*The input*:
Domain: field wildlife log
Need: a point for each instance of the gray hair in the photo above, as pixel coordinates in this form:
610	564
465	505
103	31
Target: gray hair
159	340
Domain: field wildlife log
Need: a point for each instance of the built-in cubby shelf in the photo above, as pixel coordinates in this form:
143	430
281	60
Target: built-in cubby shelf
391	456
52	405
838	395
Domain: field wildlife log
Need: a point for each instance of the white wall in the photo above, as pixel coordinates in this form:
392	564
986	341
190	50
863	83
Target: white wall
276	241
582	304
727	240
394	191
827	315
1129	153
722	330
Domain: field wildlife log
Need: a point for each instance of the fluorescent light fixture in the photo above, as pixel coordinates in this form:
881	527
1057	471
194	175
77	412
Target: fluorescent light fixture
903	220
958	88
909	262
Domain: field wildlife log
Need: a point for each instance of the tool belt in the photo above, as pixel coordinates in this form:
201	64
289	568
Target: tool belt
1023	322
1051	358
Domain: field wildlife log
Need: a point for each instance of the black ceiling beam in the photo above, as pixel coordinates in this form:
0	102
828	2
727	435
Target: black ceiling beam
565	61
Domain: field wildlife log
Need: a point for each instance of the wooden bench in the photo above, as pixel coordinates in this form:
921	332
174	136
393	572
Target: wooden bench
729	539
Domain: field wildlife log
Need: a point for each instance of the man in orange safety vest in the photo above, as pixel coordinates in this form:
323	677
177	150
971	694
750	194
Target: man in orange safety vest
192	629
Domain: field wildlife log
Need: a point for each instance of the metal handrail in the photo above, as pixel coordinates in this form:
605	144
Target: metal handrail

==

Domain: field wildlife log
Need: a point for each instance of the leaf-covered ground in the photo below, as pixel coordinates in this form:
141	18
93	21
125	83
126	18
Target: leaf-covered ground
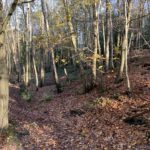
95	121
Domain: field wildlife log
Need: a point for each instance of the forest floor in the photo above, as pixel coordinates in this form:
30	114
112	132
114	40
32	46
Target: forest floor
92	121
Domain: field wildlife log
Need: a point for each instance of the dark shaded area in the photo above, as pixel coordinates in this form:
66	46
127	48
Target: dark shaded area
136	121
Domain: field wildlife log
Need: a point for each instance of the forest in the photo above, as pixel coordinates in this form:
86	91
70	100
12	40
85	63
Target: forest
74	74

---

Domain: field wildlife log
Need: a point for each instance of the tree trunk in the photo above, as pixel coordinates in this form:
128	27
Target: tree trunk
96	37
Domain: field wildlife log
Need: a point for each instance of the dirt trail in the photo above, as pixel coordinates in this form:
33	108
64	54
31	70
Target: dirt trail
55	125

*What you will do*:
Only lines holding the word "metal" are wanted here; copy each from the listing.

*Result of this task*:
Need: a point for each instance of the metal handrail in the photo above, as pixel coordinates in this form:
Target: metal handrail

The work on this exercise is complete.